**Exercise brief**
Render each line of the entries below as a row in a Markdown table with the columns Row and Line. Number the rows in order and leave out any blank lines.

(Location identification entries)
# # #
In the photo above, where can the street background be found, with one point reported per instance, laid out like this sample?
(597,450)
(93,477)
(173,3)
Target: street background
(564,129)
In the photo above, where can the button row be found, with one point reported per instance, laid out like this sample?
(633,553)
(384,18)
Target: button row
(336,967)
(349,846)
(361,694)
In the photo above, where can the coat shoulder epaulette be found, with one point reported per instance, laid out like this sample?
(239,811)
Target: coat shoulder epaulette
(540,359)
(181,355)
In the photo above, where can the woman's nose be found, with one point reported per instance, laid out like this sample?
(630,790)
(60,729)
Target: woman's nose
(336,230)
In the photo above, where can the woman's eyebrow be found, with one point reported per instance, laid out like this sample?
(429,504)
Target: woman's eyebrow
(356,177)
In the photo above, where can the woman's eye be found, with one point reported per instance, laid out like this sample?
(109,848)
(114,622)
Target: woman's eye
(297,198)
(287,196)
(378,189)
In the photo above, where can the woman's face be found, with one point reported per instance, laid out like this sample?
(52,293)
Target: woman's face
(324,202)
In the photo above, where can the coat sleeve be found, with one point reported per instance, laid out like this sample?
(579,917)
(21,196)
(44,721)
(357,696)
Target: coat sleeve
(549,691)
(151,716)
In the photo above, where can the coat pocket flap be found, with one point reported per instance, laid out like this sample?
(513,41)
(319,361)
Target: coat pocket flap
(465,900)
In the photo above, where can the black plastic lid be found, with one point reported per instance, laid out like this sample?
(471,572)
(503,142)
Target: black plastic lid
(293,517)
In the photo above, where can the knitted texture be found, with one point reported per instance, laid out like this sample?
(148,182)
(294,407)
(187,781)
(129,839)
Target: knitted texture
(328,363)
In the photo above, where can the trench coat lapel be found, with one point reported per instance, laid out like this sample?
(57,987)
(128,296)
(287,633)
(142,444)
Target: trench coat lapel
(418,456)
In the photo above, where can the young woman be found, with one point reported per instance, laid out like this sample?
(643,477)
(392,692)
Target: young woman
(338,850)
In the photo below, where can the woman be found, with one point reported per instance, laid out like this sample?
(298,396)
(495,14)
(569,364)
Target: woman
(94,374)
# # #
**Task output**
| Row | Line |
|---|---|
| 1 | In the photo above, where can the street background be found, with one point reported per instance, laid out like this sample? |
| 2 | (597,450) |
| 3 | (93,477) |
| 4 | (173,3) |
| 5 | Target: street background |
| 6 | (564,129) |
| 7 | In the photo above, where can the button row be found, with one point reported per instance, laid out like this sample? |
| 8 | (633,553) |
| 9 | (384,18) |
| 10 | Target: button row |
| 11 | (336,967) |
| 12 | (349,846) |
| 13 | (361,694) |
| 14 | In the photo above, where can the coat shoulder epaulette be found, with one point reported per instance, laid out like this sample? |
| 15 | (239,811) |
| 16 | Target: coat shoulder epaulette |
| 17 | (540,359) |
| 18 | (181,355) |
| 19 | In the photo above, where can the woman's nose be found, with one point reported per instance, laid out like this sample? |
| 20 | (630,790) |
| 21 | (60,729) |
| 22 | Target: woman's nose |
| 23 | (336,230) |
| 24 | In the photo above, where can the woman's eyebrow be found, with one point reported per instance, laid out like this sample? |
| 25 | (429,504) |
| 26 | Target: woman's eyebrow |
| 27 | (356,177) |
| 28 | In the photo above, where can the woman's eye be found, with one point reported per instance, laid out like this sample? |
| 29 | (109,848) |
| 30 | (114,622) |
| 31 | Target: woman's eye |
| 32 | (297,198) |
| 33 | (287,196) |
| 34 | (378,189) |
| 35 | In the photo above, where can the woman's face be found, with one point reported per instance, laid out like this sample? |
| 36 | (52,293) |
| 37 | Target: woman's face |
| 38 | (324,202) |
| 39 | In the photo above, where can the coat sleeve be found, with one point reported per instance, laid out like this sample? |
| 40 | (579,917) |
| 41 | (21,196) |
| 42 | (44,721) |
| 43 | (357,696) |
| 44 | Target: coat sleeve |
| 45 | (549,691) |
| 46 | (151,716) |
| 47 | In the photo above, where can the coat pocket flap be found, with one point reported per instance, laid out like this sample? |
| 48 | (513,41) |
| 49 | (319,361) |
| 50 | Target: coat pocket flap |
| 51 | (465,900) |
| 52 | In the photo above, where can the black plastic lid be found, with one point reported per instance, laid out like this sample? |
| 53 | (471,572) |
| 54 | (503,142) |
| 55 | Target: black plastic lid |
| 56 | (293,517) |
| 57 | In the photo above, where can the knitted texture be found, with one point reported per instance, laid out like this sample? |
| 58 | (148,182) |
| 59 | (294,407) |
| 60 | (187,781) |
| 61 | (129,839) |
| 62 | Target: knitted texture |
| 63 | (328,363) |
| 64 | In the photo above, where can the trench coat lapel be found, with one point reported per instance, laid out like this sample? |
| 65 | (57,987) |
| 66 | (128,296) |
| 67 | (287,633) |
| 68 | (142,444) |
| 69 | Target: trench coat lapel |
| 70 | (418,456) |
| 71 | In the photo above, where can the young woman be found, with one point reported per instance, laid out like this sample? |
| 72 | (643,477) |
| 73 | (392,692) |
| 74 | Target: young woman |
| 75 | (338,850) |
| 76 | In the photo below, where can the woman be found, with one point reported per instance, laid out like this sample? |
| 77 | (298,396) |
| 78 | (495,14) |
| 79 | (569,364) |
| 80 | Target: woman |
| 81 | (94,374) |